╭──

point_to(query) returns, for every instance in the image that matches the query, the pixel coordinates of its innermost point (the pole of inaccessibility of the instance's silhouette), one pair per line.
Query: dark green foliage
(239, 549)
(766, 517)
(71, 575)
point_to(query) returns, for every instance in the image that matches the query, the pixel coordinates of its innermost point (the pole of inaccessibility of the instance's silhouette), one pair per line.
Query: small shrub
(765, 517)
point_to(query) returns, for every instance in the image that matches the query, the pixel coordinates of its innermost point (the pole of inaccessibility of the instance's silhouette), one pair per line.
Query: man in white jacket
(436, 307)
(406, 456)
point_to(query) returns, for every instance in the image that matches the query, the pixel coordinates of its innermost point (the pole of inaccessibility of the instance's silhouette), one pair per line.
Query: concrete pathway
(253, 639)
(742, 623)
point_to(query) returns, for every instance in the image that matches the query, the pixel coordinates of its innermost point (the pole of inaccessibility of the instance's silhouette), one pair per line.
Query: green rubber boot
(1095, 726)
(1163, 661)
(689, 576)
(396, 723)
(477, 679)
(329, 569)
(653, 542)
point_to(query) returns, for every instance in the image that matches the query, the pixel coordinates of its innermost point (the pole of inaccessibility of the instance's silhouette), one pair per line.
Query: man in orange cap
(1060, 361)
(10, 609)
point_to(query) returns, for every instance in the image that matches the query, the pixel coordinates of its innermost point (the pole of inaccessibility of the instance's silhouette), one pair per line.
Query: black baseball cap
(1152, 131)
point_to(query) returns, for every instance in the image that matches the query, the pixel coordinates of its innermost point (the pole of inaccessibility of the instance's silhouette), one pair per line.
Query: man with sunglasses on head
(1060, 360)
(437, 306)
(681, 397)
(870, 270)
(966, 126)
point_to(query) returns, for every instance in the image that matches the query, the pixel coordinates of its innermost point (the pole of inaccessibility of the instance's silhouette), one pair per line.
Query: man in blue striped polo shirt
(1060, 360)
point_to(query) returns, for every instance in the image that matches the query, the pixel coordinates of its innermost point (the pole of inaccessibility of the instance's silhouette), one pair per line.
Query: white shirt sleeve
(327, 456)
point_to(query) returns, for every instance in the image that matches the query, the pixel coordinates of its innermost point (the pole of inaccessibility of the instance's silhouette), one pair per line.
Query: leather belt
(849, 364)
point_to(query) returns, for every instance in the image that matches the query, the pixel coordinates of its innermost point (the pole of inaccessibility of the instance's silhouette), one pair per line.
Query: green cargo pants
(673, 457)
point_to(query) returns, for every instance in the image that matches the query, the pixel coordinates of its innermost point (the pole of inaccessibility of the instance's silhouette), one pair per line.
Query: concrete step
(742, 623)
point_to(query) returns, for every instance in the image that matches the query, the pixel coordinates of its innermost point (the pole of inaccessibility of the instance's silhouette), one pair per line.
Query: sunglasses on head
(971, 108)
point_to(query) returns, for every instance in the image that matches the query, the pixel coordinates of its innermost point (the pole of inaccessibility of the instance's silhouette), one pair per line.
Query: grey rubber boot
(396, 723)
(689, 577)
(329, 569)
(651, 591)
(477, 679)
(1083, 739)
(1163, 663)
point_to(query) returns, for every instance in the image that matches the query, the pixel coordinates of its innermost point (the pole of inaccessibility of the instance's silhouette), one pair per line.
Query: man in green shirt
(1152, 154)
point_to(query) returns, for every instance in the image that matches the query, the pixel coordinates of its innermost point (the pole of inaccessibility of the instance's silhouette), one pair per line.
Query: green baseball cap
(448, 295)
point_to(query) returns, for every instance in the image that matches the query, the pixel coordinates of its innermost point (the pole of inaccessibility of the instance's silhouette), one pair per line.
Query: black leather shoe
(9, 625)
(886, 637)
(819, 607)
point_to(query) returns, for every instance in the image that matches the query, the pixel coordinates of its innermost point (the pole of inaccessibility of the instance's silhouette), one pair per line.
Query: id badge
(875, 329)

╰──

* Required action: Print the data above exactly as it was provided.

* The answer:
point_to(query) returns, for every instance in the image that matches the query, the pixel coordinates of its innermost point (the pole of inaccessibility of the instance's silhouette), one pair per line.
Query: dark green foliage
(239, 549)
(766, 517)
(71, 575)
point_to(query) returns, for every instance in the image that matches the query, the pixel coordinates of its innermost point (the pole of inaccessibility of the instance's silhouette), one pair per line.
Query: small shrub
(765, 517)
point_to(query) returns, for every instance in the image that matches the query, the pixel coordinates of its innermost point (the pole of inaccessibility of the instance's silhouette), one pair per line.
Query: man in white jacket
(436, 307)
(406, 456)
point_to(query) returns, for every instance in the image that matches the query, the pixel coordinates of its innermost point (the pole of inaccessibility of the instance's silhouette), one pair per line.
Query: concrete pathway
(253, 639)
(742, 623)
point_to(query) returns, for every instance in the image that matches the query, the pixel coordinates of its innermost point (the pole of inaccessibility of the instance's silhouette), one pair per line.
Query: green rubber boot
(1095, 726)
(1163, 661)
(689, 576)
(396, 723)
(477, 679)
(329, 569)
(653, 542)
point_to(query) returns, for every instance in the image that matches the query, the pixel coordinates of its innermost point (the pole of inaccessibility of the instance's silhouette), one pair per line.
Query: man in orange cap
(1060, 361)
(10, 609)
point_to(query) returns, for every instance in the image that matches the query, the pixel coordinates of its innermost point (the pole of inaccessibility of the instance's silhouette), one pair per line.
Query: black baseball cap
(1152, 131)
point_to(query) returns, for every instance in the image that matches the query, the pixel coordinates of its innermost point (the pole of inaccessibility of the instance's silhouette), one pair per line.
Query: man with sunglasses on head
(1060, 360)
(437, 306)
(681, 397)
(870, 270)
(966, 126)
point_to(query) returns, for every instance in the image that matches the query, the pixel coordinates of its innermost point (the pole of inaccessibility of the instance's silhouette), one pair per line.
Query: man in blue striped polo shirt
(1060, 360)
point_to(query) returns, for every instance in the image that matches the query, the pixel coordinates of its innermost point (the pole of inaccessibility of the instance's silhouette), one pair per line.
Query: white shirt sleeve
(327, 456)
point_to(query) returns, for every instance in the image that matches the query, the pixel coordinates of its innermost point (the pole of inaccessibility of the instance's silhouette), one pair per line.
Query: leather belt
(849, 364)
point_to(query) returns, for every instance in the image that matches the query, the pixel coordinates of its innermost point (the pole of inaccessibility of the instance's silhouette), one pair per line.
Query: green cargo pants
(673, 457)
point_to(query) returns, for every instance in the image that matches the query, the pixel coordinates of its innermost point (the pole of inaccessibility of the instance's silhouette), one pair per line.
Query: concrete step
(742, 623)
point_to(query) returns, for every instance in the image that matches the query, the pixel coordinates of its innermost point (the pole of inaccessibility of the instance's silhouette), one pair per line.
Query: sunglasses on head
(971, 108)
point_to(query) returns, for every instance in the image that matches the query, the pixel coordinates of its innermost point (the pole of inaccessibility of the instance's silhouette), one pair per line.
Query: grey rubber boot
(396, 723)
(689, 577)
(329, 569)
(651, 591)
(477, 679)
(1083, 739)
(1163, 663)
point_to(query) returns, for every instance in the image that matches the query, the pixel coordinates of its innermost point (the pole of inaccessibility of the instance's silhouette), one pair per line.
Query: man in green shirt
(1152, 154)
point_to(query) returns, for every instance in the image that matches the query, the pixel coordinates of its innermost point (the pole of inaccessibility of the instance's silhouette), one pair per line.
Query: green baseball cap
(448, 295)
point_to(query) returns, for every instance in the image that matches the query, the pixel coordinates of its innermost point (the pole of inaccessibility of the instance's silhouette), one pair per line.
Query: black leather shoe
(9, 625)
(886, 637)
(819, 607)
point_to(query) returns, for every instance in the image that matches the query, the pixel coordinates of its innermost point (the pole of inaccessibility of the instance's silhouette), one pair per line.
Query: id badge
(875, 329)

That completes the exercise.